┌────────
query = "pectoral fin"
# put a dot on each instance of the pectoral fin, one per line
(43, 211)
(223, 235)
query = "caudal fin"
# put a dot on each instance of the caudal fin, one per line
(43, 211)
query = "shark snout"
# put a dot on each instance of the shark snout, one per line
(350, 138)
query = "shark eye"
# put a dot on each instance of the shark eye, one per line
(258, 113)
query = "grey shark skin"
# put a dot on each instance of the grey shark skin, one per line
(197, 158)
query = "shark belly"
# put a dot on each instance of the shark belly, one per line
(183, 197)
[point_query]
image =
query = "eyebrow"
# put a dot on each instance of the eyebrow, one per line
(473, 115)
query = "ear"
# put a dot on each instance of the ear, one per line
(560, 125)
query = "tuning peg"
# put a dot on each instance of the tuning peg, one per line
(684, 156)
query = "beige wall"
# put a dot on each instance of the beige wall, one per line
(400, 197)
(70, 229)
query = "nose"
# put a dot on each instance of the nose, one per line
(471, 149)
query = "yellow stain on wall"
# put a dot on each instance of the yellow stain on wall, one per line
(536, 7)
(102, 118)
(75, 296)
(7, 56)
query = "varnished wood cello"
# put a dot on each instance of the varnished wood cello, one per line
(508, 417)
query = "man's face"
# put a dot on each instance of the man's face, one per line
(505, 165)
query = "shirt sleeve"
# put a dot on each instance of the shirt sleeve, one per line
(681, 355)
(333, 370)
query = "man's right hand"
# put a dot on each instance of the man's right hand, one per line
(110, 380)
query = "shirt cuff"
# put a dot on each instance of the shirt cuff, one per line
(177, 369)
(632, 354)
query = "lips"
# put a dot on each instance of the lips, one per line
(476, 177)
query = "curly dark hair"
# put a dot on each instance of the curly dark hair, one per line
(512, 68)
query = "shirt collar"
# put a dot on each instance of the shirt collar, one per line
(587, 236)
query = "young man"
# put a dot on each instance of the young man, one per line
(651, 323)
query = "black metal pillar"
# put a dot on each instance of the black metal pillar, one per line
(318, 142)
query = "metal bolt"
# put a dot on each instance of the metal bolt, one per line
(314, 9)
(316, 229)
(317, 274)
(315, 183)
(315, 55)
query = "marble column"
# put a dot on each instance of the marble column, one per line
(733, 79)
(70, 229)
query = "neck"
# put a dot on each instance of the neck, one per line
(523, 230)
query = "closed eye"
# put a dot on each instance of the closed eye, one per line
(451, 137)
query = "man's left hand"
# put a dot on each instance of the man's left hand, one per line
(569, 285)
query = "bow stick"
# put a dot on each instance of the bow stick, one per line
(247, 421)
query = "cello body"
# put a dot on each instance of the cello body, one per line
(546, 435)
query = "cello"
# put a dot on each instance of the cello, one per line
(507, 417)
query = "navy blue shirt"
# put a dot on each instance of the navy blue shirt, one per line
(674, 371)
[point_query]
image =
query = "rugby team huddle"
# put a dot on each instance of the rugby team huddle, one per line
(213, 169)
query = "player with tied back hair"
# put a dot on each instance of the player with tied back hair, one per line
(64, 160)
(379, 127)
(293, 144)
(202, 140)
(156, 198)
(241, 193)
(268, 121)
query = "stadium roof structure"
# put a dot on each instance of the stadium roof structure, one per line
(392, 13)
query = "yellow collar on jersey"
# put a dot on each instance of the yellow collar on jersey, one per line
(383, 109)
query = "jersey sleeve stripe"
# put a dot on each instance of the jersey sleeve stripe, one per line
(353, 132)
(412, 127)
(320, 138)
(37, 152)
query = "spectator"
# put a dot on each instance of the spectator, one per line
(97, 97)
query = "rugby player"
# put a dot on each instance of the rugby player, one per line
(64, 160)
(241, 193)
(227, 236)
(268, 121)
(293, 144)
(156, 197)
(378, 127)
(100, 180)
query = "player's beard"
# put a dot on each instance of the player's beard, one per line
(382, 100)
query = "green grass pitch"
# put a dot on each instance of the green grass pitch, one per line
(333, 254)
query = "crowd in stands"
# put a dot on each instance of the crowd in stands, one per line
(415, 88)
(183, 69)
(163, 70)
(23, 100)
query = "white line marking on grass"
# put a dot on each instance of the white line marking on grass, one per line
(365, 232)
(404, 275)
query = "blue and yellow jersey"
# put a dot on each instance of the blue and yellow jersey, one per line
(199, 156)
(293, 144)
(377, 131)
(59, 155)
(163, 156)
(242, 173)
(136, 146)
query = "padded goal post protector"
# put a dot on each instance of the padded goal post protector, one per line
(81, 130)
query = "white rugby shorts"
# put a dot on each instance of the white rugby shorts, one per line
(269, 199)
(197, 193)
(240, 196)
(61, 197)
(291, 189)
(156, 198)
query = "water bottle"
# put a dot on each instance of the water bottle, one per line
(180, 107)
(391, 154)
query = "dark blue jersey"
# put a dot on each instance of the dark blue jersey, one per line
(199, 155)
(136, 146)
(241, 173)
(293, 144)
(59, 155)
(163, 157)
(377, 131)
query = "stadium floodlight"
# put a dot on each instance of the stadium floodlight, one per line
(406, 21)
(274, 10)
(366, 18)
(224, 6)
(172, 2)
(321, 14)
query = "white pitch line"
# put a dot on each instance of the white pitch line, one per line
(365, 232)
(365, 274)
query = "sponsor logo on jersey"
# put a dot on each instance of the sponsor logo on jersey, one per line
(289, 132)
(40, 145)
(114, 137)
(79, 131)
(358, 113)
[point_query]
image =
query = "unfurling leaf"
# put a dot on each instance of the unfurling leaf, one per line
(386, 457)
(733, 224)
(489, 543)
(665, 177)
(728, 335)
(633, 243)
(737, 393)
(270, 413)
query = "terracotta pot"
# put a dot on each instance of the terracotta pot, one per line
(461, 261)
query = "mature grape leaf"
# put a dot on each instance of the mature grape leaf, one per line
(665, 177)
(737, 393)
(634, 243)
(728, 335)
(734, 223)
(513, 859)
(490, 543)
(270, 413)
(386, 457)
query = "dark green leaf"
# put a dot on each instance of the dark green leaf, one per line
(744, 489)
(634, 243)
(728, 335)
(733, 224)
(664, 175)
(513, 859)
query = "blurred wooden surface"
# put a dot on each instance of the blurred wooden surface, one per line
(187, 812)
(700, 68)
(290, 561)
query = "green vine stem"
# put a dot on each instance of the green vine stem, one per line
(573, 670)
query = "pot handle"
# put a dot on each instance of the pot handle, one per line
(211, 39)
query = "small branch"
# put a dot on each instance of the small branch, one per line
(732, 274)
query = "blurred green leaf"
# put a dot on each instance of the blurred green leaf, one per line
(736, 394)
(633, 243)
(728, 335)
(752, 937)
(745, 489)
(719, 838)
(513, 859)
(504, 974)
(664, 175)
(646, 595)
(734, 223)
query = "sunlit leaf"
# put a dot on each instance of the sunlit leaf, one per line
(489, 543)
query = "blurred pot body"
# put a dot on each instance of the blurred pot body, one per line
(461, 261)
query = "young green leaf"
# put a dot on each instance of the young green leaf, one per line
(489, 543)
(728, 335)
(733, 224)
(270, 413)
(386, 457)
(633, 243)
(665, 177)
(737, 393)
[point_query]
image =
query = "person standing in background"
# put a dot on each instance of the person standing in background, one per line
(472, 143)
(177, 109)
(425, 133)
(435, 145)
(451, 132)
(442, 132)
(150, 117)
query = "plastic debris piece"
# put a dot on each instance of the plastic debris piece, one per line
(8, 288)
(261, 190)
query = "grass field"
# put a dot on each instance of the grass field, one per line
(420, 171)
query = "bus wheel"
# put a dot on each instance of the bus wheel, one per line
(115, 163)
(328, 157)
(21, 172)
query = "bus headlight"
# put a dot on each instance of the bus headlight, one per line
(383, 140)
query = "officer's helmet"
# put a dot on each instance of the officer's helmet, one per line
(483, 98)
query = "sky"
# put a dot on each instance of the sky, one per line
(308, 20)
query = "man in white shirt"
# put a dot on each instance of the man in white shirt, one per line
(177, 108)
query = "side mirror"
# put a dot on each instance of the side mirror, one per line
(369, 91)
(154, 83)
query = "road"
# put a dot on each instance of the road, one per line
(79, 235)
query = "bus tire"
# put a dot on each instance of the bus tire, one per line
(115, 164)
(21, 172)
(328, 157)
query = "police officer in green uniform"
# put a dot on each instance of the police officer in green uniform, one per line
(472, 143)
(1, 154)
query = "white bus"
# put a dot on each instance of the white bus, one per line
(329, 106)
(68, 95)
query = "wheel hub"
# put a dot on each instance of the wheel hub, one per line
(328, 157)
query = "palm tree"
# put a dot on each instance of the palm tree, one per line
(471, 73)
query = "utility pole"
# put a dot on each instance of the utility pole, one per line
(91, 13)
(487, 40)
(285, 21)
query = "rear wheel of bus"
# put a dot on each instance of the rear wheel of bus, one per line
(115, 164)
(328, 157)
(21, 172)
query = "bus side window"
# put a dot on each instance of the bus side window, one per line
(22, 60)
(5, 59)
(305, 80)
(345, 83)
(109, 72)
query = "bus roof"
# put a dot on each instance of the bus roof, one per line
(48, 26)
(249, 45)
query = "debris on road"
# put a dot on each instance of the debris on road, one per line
└────────
__WHAT YOU NEED TO DO__. Count the lines in the records that contain the string "left", matching case exactly, and give only the number.

__TASK RESULT__. 2